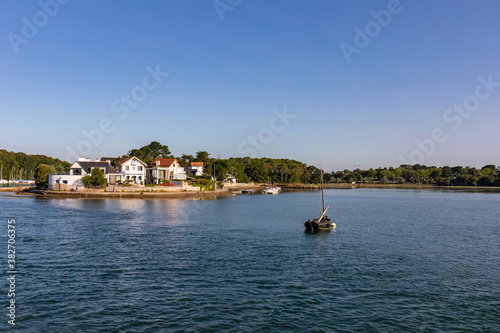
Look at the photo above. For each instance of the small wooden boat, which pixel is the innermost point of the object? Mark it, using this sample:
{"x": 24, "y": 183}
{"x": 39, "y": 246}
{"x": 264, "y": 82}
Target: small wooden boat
{"x": 323, "y": 223}
{"x": 272, "y": 190}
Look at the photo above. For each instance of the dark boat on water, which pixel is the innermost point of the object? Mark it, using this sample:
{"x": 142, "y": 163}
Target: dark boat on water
{"x": 323, "y": 223}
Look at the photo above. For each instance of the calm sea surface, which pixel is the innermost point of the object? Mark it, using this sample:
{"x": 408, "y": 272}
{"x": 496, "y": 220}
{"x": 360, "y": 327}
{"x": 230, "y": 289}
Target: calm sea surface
{"x": 399, "y": 261}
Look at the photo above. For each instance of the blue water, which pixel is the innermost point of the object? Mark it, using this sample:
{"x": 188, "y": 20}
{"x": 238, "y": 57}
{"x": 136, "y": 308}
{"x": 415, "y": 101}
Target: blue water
{"x": 399, "y": 261}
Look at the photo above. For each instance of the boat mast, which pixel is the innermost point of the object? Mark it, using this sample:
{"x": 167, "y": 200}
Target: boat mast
{"x": 322, "y": 192}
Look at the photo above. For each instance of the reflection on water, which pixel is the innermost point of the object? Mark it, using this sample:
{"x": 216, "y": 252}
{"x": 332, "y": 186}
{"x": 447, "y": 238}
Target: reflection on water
{"x": 397, "y": 261}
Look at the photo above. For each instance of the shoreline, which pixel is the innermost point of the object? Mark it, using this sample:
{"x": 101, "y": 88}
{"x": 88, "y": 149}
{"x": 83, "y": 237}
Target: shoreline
{"x": 195, "y": 195}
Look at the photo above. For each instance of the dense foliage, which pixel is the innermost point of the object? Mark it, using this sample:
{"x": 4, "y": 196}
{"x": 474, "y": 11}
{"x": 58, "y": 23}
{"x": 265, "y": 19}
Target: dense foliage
{"x": 23, "y": 166}
{"x": 488, "y": 175}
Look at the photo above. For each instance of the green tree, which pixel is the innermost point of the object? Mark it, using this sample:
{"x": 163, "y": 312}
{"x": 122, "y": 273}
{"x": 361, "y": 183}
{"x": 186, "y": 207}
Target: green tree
{"x": 42, "y": 175}
{"x": 202, "y": 156}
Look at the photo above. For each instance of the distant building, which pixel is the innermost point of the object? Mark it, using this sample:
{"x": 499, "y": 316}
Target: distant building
{"x": 132, "y": 169}
{"x": 81, "y": 168}
{"x": 196, "y": 169}
{"x": 108, "y": 159}
{"x": 165, "y": 169}
{"x": 84, "y": 167}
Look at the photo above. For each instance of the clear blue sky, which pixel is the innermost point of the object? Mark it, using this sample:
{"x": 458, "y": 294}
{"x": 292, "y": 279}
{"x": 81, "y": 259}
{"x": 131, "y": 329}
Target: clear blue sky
{"x": 65, "y": 68}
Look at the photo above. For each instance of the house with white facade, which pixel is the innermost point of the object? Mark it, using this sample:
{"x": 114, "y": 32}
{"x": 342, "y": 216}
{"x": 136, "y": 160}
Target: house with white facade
{"x": 164, "y": 169}
{"x": 81, "y": 168}
{"x": 132, "y": 169}
{"x": 196, "y": 169}
{"x": 65, "y": 182}
{"x": 84, "y": 167}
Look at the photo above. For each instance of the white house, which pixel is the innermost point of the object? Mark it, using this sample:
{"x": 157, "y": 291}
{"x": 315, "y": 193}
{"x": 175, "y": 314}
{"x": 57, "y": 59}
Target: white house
{"x": 84, "y": 167}
{"x": 132, "y": 169}
{"x": 196, "y": 169}
{"x": 81, "y": 168}
{"x": 165, "y": 169}
{"x": 65, "y": 182}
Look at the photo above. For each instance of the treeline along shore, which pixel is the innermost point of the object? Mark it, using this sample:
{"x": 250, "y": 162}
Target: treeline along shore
{"x": 271, "y": 170}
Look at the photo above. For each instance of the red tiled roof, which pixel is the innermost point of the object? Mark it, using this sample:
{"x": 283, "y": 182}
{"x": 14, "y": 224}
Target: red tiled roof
{"x": 125, "y": 160}
{"x": 165, "y": 162}
{"x": 128, "y": 159}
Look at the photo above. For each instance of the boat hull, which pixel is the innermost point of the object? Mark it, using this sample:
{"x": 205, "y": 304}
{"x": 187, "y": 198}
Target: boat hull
{"x": 314, "y": 225}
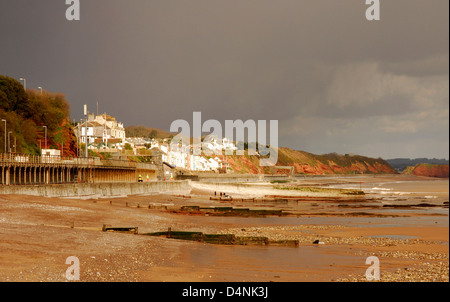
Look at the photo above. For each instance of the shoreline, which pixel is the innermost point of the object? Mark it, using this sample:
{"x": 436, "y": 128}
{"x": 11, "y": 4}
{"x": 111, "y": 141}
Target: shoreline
{"x": 37, "y": 234}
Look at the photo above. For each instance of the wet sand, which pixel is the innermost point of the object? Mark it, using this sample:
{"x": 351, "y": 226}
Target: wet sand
{"x": 37, "y": 234}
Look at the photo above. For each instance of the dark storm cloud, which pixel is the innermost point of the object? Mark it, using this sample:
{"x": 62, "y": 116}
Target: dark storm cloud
{"x": 318, "y": 66}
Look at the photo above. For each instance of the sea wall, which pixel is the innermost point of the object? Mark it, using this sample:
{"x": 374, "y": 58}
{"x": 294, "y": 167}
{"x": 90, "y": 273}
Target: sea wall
{"x": 100, "y": 189}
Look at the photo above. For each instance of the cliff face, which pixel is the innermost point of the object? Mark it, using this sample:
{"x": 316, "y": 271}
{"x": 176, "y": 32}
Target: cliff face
{"x": 308, "y": 163}
{"x": 441, "y": 171}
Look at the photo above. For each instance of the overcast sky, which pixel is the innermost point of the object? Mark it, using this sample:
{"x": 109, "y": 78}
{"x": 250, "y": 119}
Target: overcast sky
{"x": 335, "y": 81}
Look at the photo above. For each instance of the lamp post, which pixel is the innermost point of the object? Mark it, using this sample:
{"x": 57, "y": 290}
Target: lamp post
{"x": 9, "y": 145}
{"x": 24, "y": 83}
{"x": 86, "y": 154}
{"x": 3, "y": 120}
{"x": 45, "y": 136}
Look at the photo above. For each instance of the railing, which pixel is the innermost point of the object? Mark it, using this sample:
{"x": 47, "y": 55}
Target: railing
{"x": 13, "y": 158}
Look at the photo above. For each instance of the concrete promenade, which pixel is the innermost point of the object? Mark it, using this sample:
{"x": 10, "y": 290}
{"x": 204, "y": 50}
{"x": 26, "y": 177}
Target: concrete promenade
{"x": 100, "y": 189}
{"x": 26, "y": 169}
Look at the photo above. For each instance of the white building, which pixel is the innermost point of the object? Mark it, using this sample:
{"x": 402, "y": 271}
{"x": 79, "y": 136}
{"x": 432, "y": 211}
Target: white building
{"x": 100, "y": 129}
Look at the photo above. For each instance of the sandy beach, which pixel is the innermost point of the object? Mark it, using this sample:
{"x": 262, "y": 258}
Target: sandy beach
{"x": 402, "y": 220}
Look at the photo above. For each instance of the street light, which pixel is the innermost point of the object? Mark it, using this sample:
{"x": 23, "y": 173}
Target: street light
{"x": 3, "y": 120}
{"x": 9, "y": 145}
{"x": 45, "y": 136}
{"x": 24, "y": 83}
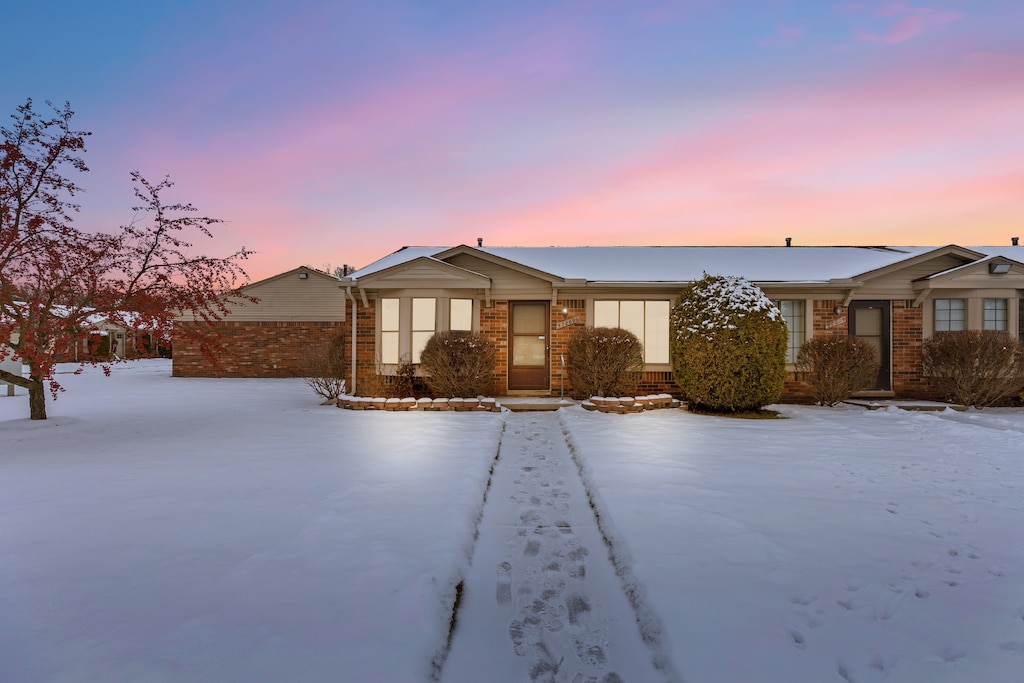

========================

▶ _DESCRIPTION OF THE TASK_
Render every line of the records above as a Markdown table with the columns Row, holding a running number, and Line, holding the line itself. Skip blank lines and leave the pictures out.

▶ _EXERCISE RESPONSE_
| Row | Line |
|---|---|
| 1 | Look at the photo above. For each instance of the small wooden boat, which pixel is the innermost point of the object? Mark it, using this sample: |
| 2 | {"x": 24, "y": 183} |
| 3 | {"x": 39, "y": 246} |
| 4 | {"x": 264, "y": 82} |
| 5 | Target: small wooden boat |
| 6 | {"x": 323, "y": 223} |
| 7 | {"x": 272, "y": 190} |
| 8 | Look at the photo above. For each instance of the dark boat on water, which pixel is the innermost point of the object? Mark it, using this sample: |
| 9 | {"x": 142, "y": 163} |
| 10 | Target: dark boat on water |
| 11 | {"x": 323, "y": 223} |
| 12 | Look at the photo above. For each instance of the calm sea surface, which pixel is the innermost point of the object? Mark it, using this sample: |
| 13 | {"x": 408, "y": 272} |
| 14 | {"x": 496, "y": 220} |
| 15 | {"x": 360, "y": 327} |
| 16 | {"x": 230, "y": 289} |
| 17 | Target: calm sea surface |
| 18 | {"x": 399, "y": 261} |
| 19 | Look at the photo above. For each instance of the blue water, which pixel is the innermost point of the object? Mark it, using this sample: |
| 20 | {"x": 188, "y": 20} |
| 21 | {"x": 238, "y": 57} |
| 22 | {"x": 136, "y": 308} |
| 23 | {"x": 415, "y": 101} |
| 24 | Target: blue water |
| 25 | {"x": 399, "y": 261} |
| 26 | Look at the photo above. For each instance of the boat mast, which pixel is the innermost point of the object? Mark it, using this sample: |
| 27 | {"x": 167, "y": 200} |
| 28 | Target: boat mast |
| 29 | {"x": 322, "y": 192} |
| 30 | Look at the photo above. For each instance of the reflection on water, which pixel is the innermost point of the object? Mark it, using this sample: |
| 31 | {"x": 216, "y": 252} |
| 32 | {"x": 332, "y": 186} |
| 33 | {"x": 447, "y": 238} |
| 34 | Target: reflection on water |
| 35 | {"x": 397, "y": 261} |
| 36 | Look at the photo above. For each instance of the shoreline, which pixel is the innermost point of the object? Mark it, using this sample: |
| 37 | {"x": 101, "y": 88} |
| 38 | {"x": 88, "y": 149} |
| 39 | {"x": 83, "y": 237} |
| 40 | Target: shoreline |
| 41 | {"x": 195, "y": 195} |
| 42 | Look at the photo above. For each instance of the dense foliage, which pixel is the innermost point of the object? Mark it, using this sample: |
| 43 | {"x": 4, "y": 196} |
| 44 | {"x": 474, "y": 11} |
| 45 | {"x": 58, "y": 23} |
| 46 | {"x": 265, "y": 19} |
| 47 | Target: dense foliage |
| 48 | {"x": 23, "y": 166} |
| 49 | {"x": 488, "y": 175} |
| 50 | Look at the photo above. For each instance of the green tree, which pixel is the innermost point of the object? Mark it, using this sample: |
| 51 | {"x": 163, "y": 312} |
| 52 | {"x": 122, "y": 273} |
| 53 | {"x": 361, "y": 183} |
| 54 | {"x": 186, "y": 207} |
| 55 | Target: green tree |
| 56 | {"x": 42, "y": 175} |
| 57 | {"x": 202, "y": 156} |
| 58 | Look at the photo above. For each instance of the distant building, which pixel is the innermost point of the object? Mark it, using this sample: |
| 59 | {"x": 499, "y": 316} |
| 60 | Target: distant building |
| 61 | {"x": 132, "y": 169} |
| 62 | {"x": 81, "y": 168} |
| 63 | {"x": 196, "y": 169} |
| 64 | {"x": 108, "y": 159} |
| 65 | {"x": 165, "y": 169} |
| 66 | {"x": 84, "y": 167} |
| 67 | Look at the photo above. For each instance of the clear blue sky, which pixel is the innermost point of the object? Mark it, using this sample: |
| 68 | {"x": 458, "y": 294} |
| 69 | {"x": 292, "y": 279} |
| 70 | {"x": 81, "y": 259} |
| 71 | {"x": 131, "y": 329} |
| 72 | Target: clear blue sky |
| 73 | {"x": 65, "y": 68} |
| 74 | Look at the photo above. For each instance of the house with white facade, which pixel is the innermost point of the object? Mark it, using this sample: |
| 75 | {"x": 114, "y": 32} |
| 76 | {"x": 342, "y": 216} |
| 77 | {"x": 136, "y": 160} |
| 78 | Target: house with white facade |
| 79 | {"x": 164, "y": 169} |
| 80 | {"x": 81, "y": 168} |
| 81 | {"x": 132, "y": 169} |
| 82 | {"x": 196, "y": 169} |
| 83 | {"x": 65, "y": 182} |
| 84 | {"x": 84, "y": 167} |
| 85 | Look at the photo above. For each instance of the white house, which pixel is the innermost point of the object? Mark it, using this sample: |
| 86 | {"x": 157, "y": 291} |
| 87 | {"x": 315, "y": 193} |
| 88 | {"x": 175, "y": 314} |
| 89 | {"x": 57, "y": 59} |
| 90 | Target: white house |
| 91 | {"x": 84, "y": 167} |
| 92 | {"x": 132, "y": 169} |
| 93 | {"x": 196, "y": 169} |
| 94 | {"x": 81, "y": 168} |
| 95 | {"x": 165, "y": 169} |
| 96 | {"x": 65, "y": 182} |
| 97 | Look at the photo above. For each instance of the treeline along shore, which pixel is the innermost point of the object? Mark it, using this sample: |
| 98 | {"x": 250, "y": 162} |
| 99 | Target: treeline along shore |
| 100 | {"x": 271, "y": 170} |
| 101 | Look at the photo above. For each instance of the red tiled roof, which pixel is the innermost point of the object? Mark it, using this sample: |
| 102 | {"x": 283, "y": 182} |
| 103 | {"x": 14, "y": 224} |
| 104 | Target: red tiled roof |
| 105 | {"x": 125, "y": 160} |
| 106 | {"x": 165, "y": 162} |
| 107 | {"x": 128, "y": 159} |
| 108 | Look at the photo above. For each instance of the boat hull, which pixel is the innermost point of the object? Mark it, using this sample: |
| 109 | {"x": 205, "y": 304} |
| 110 | {"x": 187, "y": 198} |
| 111 | Target: boat hull |
| 112 | {"x": 314, "y": 225} |
| 113 | Look at the photo above. For each instance of the shoreline, which pixel is the innermost point of the object? Mark it, using this sample: |
| 114 | {"x": 436, "y": 128} |
| 115 | {"x": 11, "y": 4} |
| 116 | {"x": 111, "y": 141} |
| 117 | Target: shoreline |
| 118 | {"x": 37, "y": 234} |
| 119 | Look at the photo above. For each instance of the wet sand, which pixel is the innermost point of the object? Mark it, using this sample: |
| 120 | {"x": 351, "y": 226} |
| 121 | Target: wet sand |
| 122 | {"x": 37, "y": 234} |
| 123 | Look at the photo above. For each instance of the dark storm cloud, which pixel is the innermost point of the object? Mark it, using this sample: |
| 124 | {"x": 62, "y": 116} |
| 125 | Target: dark storm cloud |
| 126 | {"x": 318, "y": 66} |
| 127 | Look at the photo above. For each instance of the sea wall, which pixel is the innermost point of the object? Mark it, using this sample: |
| 128 | {"x": 374, "y": 58} |
| 129 | {"x": 294, "y": 167} |
| 130 | {"x": 90, "y": 273} |
| 131 | Target: sea wall |
| 132 | {"x": 100, "y": 189} |
| 133 | Look at the photo above. For each instance of the cliff face, which pixel is the innermost point of the object? Mark it, using this sample: |
| 134 | {"x": 316, "y": 271} |
| 135 | {"x": 176, "y": 32} |
| 136 | Target: cliff face |
| 137 | {"x": 308, "y": 163} |
| 138 | {"x": 441, "y": 171} |
| 139 | Look at the photo above. For each instance of the overcast sky, which pixel is the innermost point of the object? Mark it, using this sample: |
| 140 | {"x": 109, "y": 78} |
| 141 | {"x": 250, "y": 119} |
| 142 | Target: overcast sky |
| 143 | {"x": 335, "y": 81} |
| 144 | Look at the photo above. For each instance of the lamp post, which pixel is the innermost point of the object? Mark it, using this sample: |
| 145 | {"x": 57, "y": 290} |
| 146 | Target: lamp post |
| 147 | {"x": 9, "y": 145} |
| 148 | {"x": 24, "y": 83} |
| 149 | {"x": 86, "y": 154} |
| 150 | {"x": 3, "y": 120} |
| 151 | {"x": 45, "y": 136} |
| 152 | Look at the photo above. For each instance of the railing, which pixel is the innermost point of the object? Mark it, using this sample: |
| 153 | {"x": 47, "y": 55} |
| 154 | Target: railing |
| 155 | {"x": 13, "y": 158} |
| 156 | Look at the photo above. For each instance of the concrete promenade, which pixel is the innermost point of the object? Mark it, using this sample: |
| 157 | {"x": 10, "y": 290} |
| 158 | {"x": 204, "y": 50} |
| 159 | {"x": 26, "y": 177} |
| 160 | Target: concrete promenade |
| 161 | {"x": 100, "y": 189} |
| 162 | {"x": 26, "y": 169} |
| 163 | Look at the photo above. For each instance of the white building, which pixel is the innermost point of the object? Mark it, using this sample: |
| 164 | {"x": 402, "y": 271} |
| 165 | {"x": 79, "y": 136} |
| 166 | {"x": 432, "y": 211} |
| 167 | Target: white building |
| 168 | {"x": 100, "y": 129} |
| 169 | Look at the photo above. For each instance of the sandy beach, which pixel is the innermost point of the object? Mark it, using this sample: |
| 170 | {"x": 262, "y": 258} |
| 171 | Target: sandy beach |
| 172 | {"x": 402, "y": 220} |
| 173 | Look at the photo above. For each instance of the street light, which pixel is the innermost point of the object? Mark it, using this sample: |
| 174 | {"x": 23, "y": 173} |
| 175 | Target: street light |
| 176 | {"x": 3, "y": 120} |
| 177 | {"x": 9, "y": 145} |
| 178 | {"x": 45, "y": 136} |
| 179 | {"x": 24, "y": 83} |